→ **Text under study**:
* * *
Adaptive support ventilation prevents ventilator-induced diaphragmatic dysfunction in piglet: an in vivo and in vitro study.
ABSTRACT Contrary to adaptive support ventilation (ASV), prolonged totally controlled mechanical ventilation (CMV) results in the absence of diaphragm activity and causes ventilator-induced diaphragmatic dysfunction. Because maintaining respiratory muscles at rest is likely a major cause of ventilator-induced diaphragmatic dysfunction, ASV may prevent its occurrence in comparison with CMV. The aim of our study was to compare the effects of ASV with those of CMV on both in vivo and in vitro diaphragmatic properties.
Two groups of six anesthetized piglets were ventilated during a 72-h period. Piglets in the CMV group (n = 6) were ventilated without spontaneous ventilation, and piglets in the ASV group (n = 6) were ventilated with spontaneous breaths. Transdiaphragmatic pressure was measured after bilateral, supramaximal transjugular stimulation of the two phrenic nerves. A pressure-frequency curve was drawn after stimulation from 20 to 120 Hz of the phrenic nerves. Diaphragm fiber proportions and mean sectional area were evaluated.
* * *
→ **Data to examine**:
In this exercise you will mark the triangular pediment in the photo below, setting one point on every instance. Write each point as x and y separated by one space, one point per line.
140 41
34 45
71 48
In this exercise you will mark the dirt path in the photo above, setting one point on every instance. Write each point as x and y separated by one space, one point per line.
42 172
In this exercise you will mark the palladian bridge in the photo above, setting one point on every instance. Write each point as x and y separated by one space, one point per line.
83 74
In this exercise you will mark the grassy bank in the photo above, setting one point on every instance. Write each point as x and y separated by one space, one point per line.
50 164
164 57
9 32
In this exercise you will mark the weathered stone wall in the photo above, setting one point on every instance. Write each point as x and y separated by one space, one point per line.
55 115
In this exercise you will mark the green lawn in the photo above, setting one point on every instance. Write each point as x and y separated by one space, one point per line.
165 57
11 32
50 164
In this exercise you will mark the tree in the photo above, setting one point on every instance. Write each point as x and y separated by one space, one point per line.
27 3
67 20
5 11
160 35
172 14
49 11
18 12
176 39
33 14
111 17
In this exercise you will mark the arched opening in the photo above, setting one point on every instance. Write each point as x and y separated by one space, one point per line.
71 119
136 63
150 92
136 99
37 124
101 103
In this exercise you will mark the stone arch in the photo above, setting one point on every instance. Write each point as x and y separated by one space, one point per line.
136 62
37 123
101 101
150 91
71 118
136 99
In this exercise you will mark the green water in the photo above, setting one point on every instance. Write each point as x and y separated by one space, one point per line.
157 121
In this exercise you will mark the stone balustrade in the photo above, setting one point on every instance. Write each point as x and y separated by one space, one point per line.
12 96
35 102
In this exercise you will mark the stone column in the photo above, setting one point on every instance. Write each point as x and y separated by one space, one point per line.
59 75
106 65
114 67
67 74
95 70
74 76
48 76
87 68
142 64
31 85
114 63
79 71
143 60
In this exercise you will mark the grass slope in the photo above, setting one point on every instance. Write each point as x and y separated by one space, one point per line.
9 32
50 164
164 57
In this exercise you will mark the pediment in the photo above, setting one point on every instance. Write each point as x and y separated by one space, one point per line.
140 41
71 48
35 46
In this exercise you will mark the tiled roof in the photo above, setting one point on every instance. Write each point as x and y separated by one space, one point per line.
* * *
→ **Problems to solve**:
a. According to the abstract on ventilation in piglets, for how long were the two groups of piglets ventilated?
b. Write a continuation of the abstract on ventilation in piglets, starting after its final sentence.

→ **Numbered responses**:
a. They were ventilated for 72 hours.

b.
After 72 h of ventilation, transdiaphragmatic pressure decreased by 30% of its baseline value in the CMV group, whereas it did not decrease in the ASV group. Although CMV was associated with an atrophy of the diaphragm (evaluated by mean cross-sectional area of both the slow and fast myosin chains), atrophy was not detected in the ASV group.
Maintaining diaphragmatic contractile activity by using the ASV mode may protect the diaphragm against the deleterious effect of prolonged CMV, as demonstrated both in vitro and in vivo, in healthy piglets.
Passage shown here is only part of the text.